Catalytic water cleaning strategies – In addition to separation processes, catalytic methods can be developed for reactive purification of water. Nanoparticles and coatings that display selective adsorption and catalytic activity towards removal of harmful components are foreseen as next generation cleaning strategies.
Energy from water – Contaminated water can be regenerated while simultaneously producing energy (electrical or chemical). Further development of biocompatible electrodes, selective membranes, and activated electrodes are subjects where nanotechnology can contribute greatly.
Re-use of salt water – The treatment by bioconversion under high salt concentrations, in order to re-use clean salt water or safely dispose clean salt water. Nanotechnology can provide corrosion resistant materials and surfaces that are required for these processes.
Desalination – The development of selective membranes for ion selective processes.
Here, additional fundamental insight is required to understand charge selective separation processes better. Alternative desalination processes, including adsorption processes that exploit functionalised nanoparticles and coatings, are also considered.
Sensor/detection systems and processing – The development of sensors and diagnostic kits able to measure the quality of food faster and cheaper than existing methods, to monitor the production process and to detect microbial and other types of contamination in time. Secondly, the field engages in the downscaling of the production and preparation of food. This can be done in the form of devices that are operating locally, on the farm or at the consumer’s home (filtering, mixing, emulsifying, individualised food). Installing those units in parallel allows upscaling, creating flexible central production units.

Exercise tasks:
a) In the passage on water and food technology, what can nanotechnology provide for the re-use of salt water?
b) From the passage on water and food technology, write out the stretch from "Re-use of salt" through "ion selective processes." word for word.

Data shown:
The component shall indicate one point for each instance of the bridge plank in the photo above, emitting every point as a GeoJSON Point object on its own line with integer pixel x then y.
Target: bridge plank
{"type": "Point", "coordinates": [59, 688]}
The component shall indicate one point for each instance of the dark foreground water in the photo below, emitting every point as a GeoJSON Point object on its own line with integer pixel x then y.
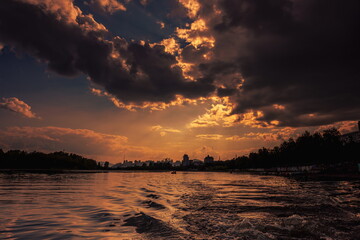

Exercise responses:
a) Corrosion resistant materials and surfaces.

b)
Re-use of salt water – The treatment by bioconversion under high salt concentrations, in order to re-use clean salt water or safely dispose clean salt water. Nanotechnology can provide corrosion resistant materials and surfaces that are required for these processes.
Desalination – The development of selective membranes for ion selective processes.